_What this task involves_
Recast the lines below as a Markdown table with the columns "No." and "Line," numbering each row and leaving out any blank lines.

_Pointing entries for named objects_

⁂

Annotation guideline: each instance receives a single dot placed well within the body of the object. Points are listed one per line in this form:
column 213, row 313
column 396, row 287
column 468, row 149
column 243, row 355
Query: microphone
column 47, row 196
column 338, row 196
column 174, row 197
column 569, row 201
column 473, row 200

⁂

_Correct response_
| No. | Line |
|---|---|
| 1 | Annotation guideline: each instance receives a single dot placed well within the body of the object. Points are listed one per line in this form: |
| 2 | column 213, row 313 |
| 3 | column 396, row 287 |
| 4 | column 468, row 149 |
| 5 | column 243, row 355 |
| 6 | Query: microphone |
| 7 | column 47, row 196 |
| 8 | column 338, row 196 |
| 9 | column 174, row 197 |
| 10 | column 569, row 201 |
| 11 | column 473, row 200 |